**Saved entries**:

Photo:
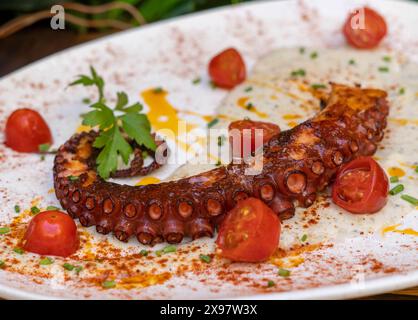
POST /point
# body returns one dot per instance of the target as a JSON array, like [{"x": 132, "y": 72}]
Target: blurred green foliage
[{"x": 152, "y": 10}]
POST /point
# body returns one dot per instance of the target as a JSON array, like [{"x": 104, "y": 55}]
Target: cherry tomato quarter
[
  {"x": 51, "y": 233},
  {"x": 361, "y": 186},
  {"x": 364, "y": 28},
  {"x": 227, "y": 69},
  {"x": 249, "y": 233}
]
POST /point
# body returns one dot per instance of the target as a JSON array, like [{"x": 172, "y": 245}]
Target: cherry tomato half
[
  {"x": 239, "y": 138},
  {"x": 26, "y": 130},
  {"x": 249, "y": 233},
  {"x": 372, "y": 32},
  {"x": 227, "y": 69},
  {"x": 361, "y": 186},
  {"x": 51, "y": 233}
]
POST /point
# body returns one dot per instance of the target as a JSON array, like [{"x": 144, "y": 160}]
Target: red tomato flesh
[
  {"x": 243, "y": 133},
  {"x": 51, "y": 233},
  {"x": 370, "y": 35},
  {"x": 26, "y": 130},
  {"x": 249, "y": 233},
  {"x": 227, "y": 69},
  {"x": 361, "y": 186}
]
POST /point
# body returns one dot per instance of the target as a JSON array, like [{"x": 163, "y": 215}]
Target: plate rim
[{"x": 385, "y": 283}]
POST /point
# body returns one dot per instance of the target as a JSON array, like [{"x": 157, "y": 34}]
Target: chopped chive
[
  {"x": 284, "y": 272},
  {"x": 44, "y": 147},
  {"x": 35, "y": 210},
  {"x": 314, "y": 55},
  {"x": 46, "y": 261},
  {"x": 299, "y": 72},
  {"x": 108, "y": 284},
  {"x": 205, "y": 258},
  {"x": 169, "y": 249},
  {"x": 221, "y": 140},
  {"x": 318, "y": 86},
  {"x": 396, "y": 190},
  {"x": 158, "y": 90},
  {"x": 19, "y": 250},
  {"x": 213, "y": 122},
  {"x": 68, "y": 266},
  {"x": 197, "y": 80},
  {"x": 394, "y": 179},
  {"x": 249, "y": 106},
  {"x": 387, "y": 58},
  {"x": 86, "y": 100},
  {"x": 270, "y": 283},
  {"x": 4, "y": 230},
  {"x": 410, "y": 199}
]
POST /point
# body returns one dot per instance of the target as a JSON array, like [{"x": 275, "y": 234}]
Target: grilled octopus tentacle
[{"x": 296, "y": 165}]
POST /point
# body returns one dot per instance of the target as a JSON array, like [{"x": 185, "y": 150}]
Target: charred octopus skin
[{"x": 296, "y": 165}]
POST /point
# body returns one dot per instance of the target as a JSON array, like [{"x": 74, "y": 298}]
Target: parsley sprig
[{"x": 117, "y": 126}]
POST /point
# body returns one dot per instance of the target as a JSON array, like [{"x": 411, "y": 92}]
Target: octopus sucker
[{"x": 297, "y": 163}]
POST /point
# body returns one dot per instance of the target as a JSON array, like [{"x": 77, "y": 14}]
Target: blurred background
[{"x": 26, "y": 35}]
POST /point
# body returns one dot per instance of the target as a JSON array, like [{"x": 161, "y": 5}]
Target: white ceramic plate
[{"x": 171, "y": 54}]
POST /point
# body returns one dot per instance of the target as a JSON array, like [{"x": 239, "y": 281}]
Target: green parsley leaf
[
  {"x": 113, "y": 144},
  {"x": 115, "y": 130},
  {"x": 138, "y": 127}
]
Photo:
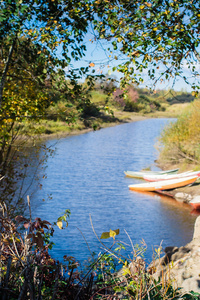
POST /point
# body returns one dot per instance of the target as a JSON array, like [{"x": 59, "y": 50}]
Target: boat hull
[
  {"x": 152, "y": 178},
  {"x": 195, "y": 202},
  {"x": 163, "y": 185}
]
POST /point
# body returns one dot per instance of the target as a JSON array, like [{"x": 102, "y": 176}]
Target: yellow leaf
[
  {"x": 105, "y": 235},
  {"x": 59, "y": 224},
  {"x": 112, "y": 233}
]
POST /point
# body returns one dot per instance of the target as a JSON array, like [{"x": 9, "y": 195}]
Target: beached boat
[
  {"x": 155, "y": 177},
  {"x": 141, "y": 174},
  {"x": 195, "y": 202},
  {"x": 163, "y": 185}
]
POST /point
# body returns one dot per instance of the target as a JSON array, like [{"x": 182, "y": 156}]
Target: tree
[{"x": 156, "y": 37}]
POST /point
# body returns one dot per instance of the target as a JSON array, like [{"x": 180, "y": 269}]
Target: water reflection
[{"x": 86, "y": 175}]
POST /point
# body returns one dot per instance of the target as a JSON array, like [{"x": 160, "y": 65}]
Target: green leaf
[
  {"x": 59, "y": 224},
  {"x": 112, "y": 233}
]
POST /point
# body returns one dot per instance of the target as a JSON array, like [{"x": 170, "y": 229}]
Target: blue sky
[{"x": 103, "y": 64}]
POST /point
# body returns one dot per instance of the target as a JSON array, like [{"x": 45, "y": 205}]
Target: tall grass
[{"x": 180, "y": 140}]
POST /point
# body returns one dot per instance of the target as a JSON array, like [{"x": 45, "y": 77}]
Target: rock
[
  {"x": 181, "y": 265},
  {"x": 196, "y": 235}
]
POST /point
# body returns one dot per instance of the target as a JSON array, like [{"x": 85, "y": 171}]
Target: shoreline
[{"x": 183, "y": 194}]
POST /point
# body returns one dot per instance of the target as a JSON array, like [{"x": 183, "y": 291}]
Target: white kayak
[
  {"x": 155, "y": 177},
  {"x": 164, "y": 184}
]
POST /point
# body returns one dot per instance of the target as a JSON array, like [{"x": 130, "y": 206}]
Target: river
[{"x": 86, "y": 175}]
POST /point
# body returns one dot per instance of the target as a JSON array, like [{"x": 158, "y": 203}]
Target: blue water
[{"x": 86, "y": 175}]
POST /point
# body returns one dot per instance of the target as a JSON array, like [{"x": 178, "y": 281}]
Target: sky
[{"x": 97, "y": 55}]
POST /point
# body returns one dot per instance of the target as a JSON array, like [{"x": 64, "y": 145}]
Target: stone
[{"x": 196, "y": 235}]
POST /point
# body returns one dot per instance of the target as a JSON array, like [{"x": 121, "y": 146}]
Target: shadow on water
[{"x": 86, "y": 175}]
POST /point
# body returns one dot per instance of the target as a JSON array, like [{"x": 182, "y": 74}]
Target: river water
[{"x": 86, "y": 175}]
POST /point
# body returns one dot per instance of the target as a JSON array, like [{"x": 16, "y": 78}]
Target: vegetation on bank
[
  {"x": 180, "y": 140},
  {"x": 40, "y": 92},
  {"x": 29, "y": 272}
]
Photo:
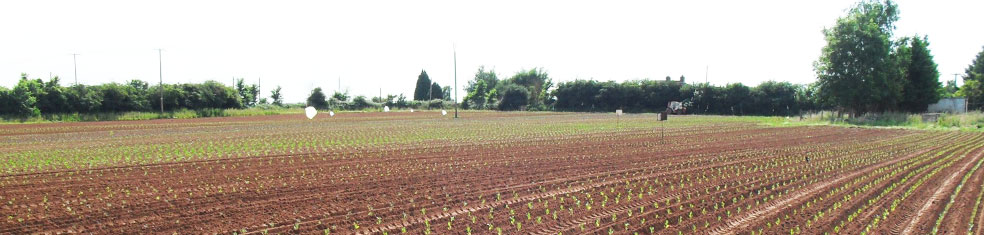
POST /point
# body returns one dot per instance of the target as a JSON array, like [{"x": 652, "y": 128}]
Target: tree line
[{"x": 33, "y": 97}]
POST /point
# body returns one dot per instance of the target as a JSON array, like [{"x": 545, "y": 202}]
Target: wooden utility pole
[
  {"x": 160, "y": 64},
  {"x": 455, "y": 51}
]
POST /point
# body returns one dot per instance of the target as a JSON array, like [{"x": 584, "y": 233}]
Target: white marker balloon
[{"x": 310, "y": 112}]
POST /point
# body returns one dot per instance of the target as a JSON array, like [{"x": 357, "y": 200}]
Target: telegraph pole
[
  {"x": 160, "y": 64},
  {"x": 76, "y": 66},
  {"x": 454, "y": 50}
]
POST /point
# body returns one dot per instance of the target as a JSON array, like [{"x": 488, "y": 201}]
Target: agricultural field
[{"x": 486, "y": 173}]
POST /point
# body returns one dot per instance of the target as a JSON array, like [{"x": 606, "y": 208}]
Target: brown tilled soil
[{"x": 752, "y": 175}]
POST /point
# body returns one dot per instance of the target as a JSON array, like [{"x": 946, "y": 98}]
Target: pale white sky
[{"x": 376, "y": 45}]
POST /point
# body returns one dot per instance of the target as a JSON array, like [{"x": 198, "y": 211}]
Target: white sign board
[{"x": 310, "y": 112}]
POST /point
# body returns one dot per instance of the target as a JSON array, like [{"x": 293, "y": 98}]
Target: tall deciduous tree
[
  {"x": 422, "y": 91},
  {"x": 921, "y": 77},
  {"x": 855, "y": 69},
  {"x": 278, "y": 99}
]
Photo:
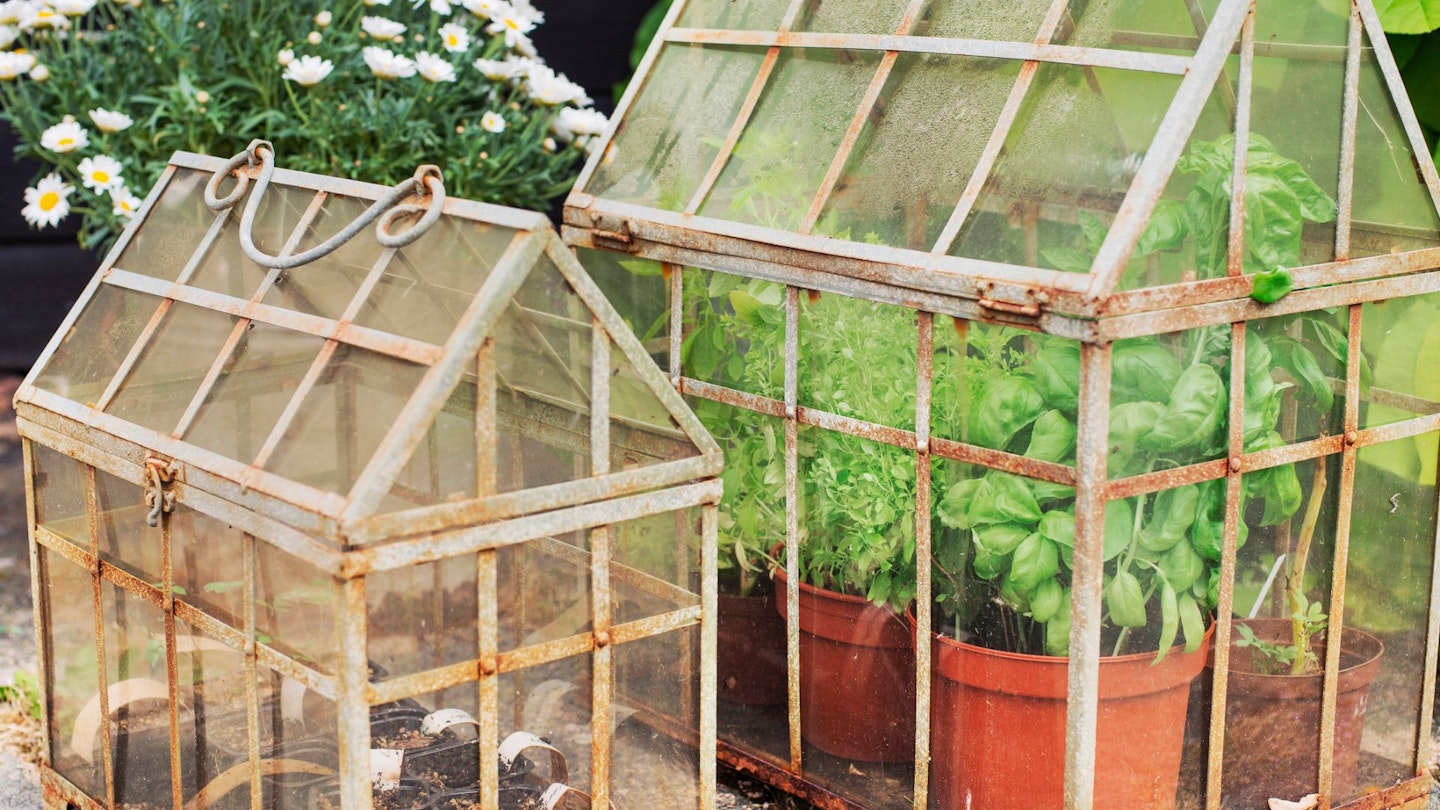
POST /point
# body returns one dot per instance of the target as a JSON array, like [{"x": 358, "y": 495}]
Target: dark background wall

**THE PROBLEM**:
Could you write out again, exactly, the lines from the line containing "Target: tree line" through the last line of the records above? Leave out the pictures.

**ANSWER BOX**:
Target: tree line
[{"x": 33, "y": 97}]
POST /point
# body returns one dot per instance of the target as a JSON array, like [{"x": 545, "y": 202}]
Target: wooden utility pole
[
  {"x": 160, "y": 64},
  {"x": 455, "y": 51}
]
POST /point
# body returns one dot per instance of the target as a JSON array, like [{"x": 584, "y": 233}]
Target: white marker balloon
[{"x": 310, "y": 112}]
POST /point
# body returns one dot per instance of the target as a JSON array, like [{"x": 357, "y": 200}]
Target: telegraph pole
[
  {"x": 160, "y": 64},
  {"x": 76, "y": 66},
  {"x": 454, "y": 50}
]
POST /point
# body returns one dot per instance of the target as a JSON array, like [{"x": 488, "y": 201}]
Target: agricultural field
[{"x": 486, "y": 173}]
POST /point
# body returns one dot per instance of the target as a JSON array, like [{"x": 606, "y": 208}]
Target: brown tilled soil
[{"x": 752, "y": 175}]
POST /point
# body returns one dot per instance of the target as a JSON array, like [{"x": 946, "y": 98}]
Target: pale white sky
[{"x": 376, "y": 45}]
POST /point
# body returns one dot per instance of the target as a JSON array, like [{"x": 198, "y": 211}]
Target: white sign board
[{"x": 310, "y": 112}]
POST /point
# body returns one dot per instance of the target as a JSON array, like [{"x": 293, "y": 98}]
Target: tall deciduous tree
[
  {"x": 422, "y": 91},
  {"x": 921, "y": 77},
  {"x": 855, "y": 69},
  {"x": 278, "y": 99}
]
Photo:
POST /point
# body returns one dot per instance of the target as a JSON array, like [{"x": 358, "y": 495}]
Target: dark background wall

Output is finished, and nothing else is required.